#### [PROMPT]
Starting at the line that holds "Agricultural drone survey: scan the aerial photo for oven door.", transcribe every line to the end of the data exactly; include no other lines.

Excerpts from a dataset
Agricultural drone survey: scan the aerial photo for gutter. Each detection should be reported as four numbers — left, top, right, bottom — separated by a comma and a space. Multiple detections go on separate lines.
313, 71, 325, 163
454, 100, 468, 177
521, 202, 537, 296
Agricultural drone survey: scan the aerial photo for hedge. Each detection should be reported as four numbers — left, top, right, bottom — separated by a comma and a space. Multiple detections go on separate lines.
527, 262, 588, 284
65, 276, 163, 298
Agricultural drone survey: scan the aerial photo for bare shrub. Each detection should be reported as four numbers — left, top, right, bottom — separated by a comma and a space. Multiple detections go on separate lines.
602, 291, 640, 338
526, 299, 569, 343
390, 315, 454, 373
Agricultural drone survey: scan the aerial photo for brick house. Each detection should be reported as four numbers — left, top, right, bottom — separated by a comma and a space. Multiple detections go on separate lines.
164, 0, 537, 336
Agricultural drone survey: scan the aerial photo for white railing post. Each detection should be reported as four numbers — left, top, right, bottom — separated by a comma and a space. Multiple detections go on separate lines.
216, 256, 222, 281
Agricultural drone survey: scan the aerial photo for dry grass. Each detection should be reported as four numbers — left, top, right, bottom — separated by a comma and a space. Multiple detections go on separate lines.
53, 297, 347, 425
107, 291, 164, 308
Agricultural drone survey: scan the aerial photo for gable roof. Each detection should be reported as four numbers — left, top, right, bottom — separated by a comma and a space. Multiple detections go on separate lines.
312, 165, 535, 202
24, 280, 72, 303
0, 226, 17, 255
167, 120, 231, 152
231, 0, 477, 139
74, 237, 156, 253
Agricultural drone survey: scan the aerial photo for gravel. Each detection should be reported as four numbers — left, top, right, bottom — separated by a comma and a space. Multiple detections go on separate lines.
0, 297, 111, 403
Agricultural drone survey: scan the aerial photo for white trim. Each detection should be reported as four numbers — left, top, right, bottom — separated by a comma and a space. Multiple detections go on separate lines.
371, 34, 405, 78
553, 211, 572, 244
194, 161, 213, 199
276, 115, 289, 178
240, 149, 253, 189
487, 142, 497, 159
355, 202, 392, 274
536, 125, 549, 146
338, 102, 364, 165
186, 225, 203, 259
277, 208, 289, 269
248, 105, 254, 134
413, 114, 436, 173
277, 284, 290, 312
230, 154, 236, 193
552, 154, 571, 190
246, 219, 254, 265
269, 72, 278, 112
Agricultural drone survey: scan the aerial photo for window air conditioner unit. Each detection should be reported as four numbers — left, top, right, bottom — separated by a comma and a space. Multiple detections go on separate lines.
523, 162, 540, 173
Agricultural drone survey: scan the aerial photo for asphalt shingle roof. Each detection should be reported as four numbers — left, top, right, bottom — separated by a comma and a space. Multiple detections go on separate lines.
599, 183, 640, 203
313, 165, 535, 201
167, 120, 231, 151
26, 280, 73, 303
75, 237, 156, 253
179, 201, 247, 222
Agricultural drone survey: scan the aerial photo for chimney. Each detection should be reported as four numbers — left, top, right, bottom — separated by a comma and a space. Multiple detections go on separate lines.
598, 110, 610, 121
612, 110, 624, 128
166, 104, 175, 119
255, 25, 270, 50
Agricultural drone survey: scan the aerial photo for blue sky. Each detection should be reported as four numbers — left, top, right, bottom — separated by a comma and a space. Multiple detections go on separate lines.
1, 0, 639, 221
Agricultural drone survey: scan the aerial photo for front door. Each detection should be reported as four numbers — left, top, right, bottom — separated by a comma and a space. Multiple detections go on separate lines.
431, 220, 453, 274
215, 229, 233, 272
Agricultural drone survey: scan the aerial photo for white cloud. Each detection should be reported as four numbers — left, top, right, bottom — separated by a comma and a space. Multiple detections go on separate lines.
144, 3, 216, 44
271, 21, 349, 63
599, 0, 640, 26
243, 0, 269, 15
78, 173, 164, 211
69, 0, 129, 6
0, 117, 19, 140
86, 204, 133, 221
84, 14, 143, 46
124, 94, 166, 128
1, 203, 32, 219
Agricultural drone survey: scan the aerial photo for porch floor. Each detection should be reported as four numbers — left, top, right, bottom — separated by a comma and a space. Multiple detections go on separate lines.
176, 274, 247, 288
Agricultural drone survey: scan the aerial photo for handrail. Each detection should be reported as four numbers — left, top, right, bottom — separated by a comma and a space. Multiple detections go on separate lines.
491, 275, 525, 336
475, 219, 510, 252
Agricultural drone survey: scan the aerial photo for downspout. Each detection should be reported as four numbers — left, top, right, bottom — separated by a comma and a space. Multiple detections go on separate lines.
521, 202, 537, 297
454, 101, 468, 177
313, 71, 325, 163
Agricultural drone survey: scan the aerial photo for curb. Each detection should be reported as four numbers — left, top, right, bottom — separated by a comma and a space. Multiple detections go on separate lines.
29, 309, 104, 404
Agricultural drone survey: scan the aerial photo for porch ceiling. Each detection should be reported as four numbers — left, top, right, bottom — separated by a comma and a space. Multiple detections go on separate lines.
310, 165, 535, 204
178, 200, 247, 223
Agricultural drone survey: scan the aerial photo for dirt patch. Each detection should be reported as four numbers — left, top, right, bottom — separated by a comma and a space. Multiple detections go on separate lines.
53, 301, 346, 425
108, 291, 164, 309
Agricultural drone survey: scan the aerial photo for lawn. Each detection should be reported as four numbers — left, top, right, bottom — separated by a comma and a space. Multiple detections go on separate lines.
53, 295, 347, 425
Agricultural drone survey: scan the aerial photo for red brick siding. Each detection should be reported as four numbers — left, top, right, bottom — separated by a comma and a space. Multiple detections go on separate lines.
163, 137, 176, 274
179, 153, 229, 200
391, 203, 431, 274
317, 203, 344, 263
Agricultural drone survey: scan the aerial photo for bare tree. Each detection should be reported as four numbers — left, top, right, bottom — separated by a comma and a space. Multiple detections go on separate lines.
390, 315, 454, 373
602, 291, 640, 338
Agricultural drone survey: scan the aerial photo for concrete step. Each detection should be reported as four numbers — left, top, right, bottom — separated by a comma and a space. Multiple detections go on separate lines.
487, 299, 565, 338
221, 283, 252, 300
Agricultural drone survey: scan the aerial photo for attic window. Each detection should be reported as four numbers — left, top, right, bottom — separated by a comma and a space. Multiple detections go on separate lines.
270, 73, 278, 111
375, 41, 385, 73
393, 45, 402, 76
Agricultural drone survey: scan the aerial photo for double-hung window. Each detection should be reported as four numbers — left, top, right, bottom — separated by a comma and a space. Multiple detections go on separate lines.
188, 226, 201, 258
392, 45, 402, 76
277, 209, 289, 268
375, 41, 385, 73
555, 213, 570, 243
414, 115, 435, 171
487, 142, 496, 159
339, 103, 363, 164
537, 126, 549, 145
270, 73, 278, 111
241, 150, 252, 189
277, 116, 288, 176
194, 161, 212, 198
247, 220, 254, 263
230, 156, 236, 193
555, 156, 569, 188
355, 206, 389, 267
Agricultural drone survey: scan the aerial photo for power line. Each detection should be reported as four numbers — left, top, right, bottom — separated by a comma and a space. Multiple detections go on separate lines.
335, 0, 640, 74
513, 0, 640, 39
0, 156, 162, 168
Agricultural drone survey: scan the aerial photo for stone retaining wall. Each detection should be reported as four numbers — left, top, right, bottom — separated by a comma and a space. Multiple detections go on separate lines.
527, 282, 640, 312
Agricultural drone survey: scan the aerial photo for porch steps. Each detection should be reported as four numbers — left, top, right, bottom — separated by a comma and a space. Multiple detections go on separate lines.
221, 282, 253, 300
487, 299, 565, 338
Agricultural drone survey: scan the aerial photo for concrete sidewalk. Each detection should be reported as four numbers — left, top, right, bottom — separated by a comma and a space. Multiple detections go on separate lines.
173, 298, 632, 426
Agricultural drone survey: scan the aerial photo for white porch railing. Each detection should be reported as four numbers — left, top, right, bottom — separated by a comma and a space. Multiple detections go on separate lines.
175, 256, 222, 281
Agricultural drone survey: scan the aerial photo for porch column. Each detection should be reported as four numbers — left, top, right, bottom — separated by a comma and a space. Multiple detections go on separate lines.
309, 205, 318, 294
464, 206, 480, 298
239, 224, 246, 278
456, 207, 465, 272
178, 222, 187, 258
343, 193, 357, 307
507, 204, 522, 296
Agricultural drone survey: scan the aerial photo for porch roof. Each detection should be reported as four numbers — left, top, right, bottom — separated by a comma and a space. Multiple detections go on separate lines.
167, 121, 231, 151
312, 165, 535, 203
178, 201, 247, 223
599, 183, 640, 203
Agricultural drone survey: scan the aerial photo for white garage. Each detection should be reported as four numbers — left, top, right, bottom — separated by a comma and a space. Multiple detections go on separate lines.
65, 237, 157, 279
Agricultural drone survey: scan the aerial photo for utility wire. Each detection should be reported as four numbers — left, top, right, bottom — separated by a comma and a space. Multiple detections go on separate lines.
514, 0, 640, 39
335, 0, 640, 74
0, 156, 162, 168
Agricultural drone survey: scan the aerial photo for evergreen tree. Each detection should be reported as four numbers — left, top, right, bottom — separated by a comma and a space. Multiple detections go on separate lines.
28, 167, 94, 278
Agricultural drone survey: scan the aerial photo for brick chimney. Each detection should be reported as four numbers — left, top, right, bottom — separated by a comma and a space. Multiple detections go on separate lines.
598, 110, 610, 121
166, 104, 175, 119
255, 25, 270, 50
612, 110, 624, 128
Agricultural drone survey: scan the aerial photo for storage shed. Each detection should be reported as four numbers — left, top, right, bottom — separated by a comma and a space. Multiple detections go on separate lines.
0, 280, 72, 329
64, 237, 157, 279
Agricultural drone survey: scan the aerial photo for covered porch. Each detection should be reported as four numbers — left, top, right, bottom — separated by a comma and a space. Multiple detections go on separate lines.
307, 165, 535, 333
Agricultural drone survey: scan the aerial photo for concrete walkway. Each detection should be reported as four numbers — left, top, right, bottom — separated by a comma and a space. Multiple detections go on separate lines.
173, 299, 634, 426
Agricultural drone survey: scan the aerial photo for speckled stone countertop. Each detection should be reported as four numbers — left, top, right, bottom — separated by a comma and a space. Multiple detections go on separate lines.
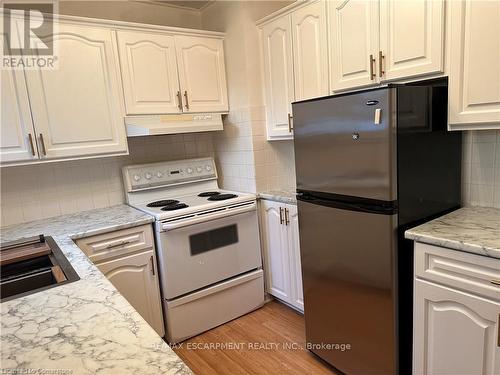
1, 205, 192, 375
405, 206, 500, 260
258, 190, 297, 205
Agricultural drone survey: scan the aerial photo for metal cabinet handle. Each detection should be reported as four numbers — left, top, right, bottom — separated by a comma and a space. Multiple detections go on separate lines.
369, 54, 376, 80
279, 207, 284, 225
288, 113, 293, 133
39, 134, 46, 156
106, 240, 131, 249
176, 91, 183, 111
184, 91, 189, 110
28, 133, 35, 156
379, 50, 385, 77
491, 279, 500, 286
285, 208, 290, 226
150, 255, 155, 276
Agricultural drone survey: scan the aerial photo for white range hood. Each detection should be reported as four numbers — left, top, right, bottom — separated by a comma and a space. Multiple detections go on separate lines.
125, 113, 224, 137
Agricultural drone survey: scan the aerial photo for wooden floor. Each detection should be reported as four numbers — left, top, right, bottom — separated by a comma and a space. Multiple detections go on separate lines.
173, 301, 338, 375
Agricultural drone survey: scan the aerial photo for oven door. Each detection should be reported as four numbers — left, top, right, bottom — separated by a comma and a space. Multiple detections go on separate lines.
156, 202, 262, 299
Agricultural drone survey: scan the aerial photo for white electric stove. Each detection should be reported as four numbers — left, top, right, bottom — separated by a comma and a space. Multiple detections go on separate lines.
122, 157, 264, 343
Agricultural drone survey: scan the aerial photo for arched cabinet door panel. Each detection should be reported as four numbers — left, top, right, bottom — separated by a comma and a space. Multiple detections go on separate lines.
329, 0, 380, 91
174, 35, 228, 113
97, 250, 164, 337
291, 0, 328, 101
24, 22, 127, 160
117, 31, 182, 115
414, 279, 500, 375
1, 37, 39, 163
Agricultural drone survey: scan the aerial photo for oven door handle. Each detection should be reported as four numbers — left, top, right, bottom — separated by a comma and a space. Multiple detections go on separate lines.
160, 202, 256, 231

#### [WRITTEN ANSWER]
Agricultural drone survey: scan the aerial photo for oven door. Each detection should be reported as four numbers — left, top, right, bottom — separated by a comma and a space. Multiple detections go on separate lines.
156, 202, 262, 299
Agricultural drone survey: scan the aerial photo for white electric stove. Each detection should be reported as four numbers — left, top, right, bottom — separated by a comma and a space. Multiple detections go on separate lines.
122, 157, 264, 343
Agricultural drone survey: scan the aerial photo for arched cabinet door panel. Each detection should be reported as four numbers — left, top, right, bottom — separated by a comma and a space. Multiple detections go on separate lines.
329, 0, 380, 91
174, 35, 228, 113
97, 250, 164, 337
291, 0, 328, 101
24, 22, 127, 160
117, 31, 182, 115
414, 279, 500, 375
1, 37, 39, 163
Agricultural drone survey: scan the aerial photo for oven door handle. Each detection should be reported as four numbers — left, top, right, bottom — separated by a comma and a space. Multiple detections go on separate lines.
160, 202, 256, 231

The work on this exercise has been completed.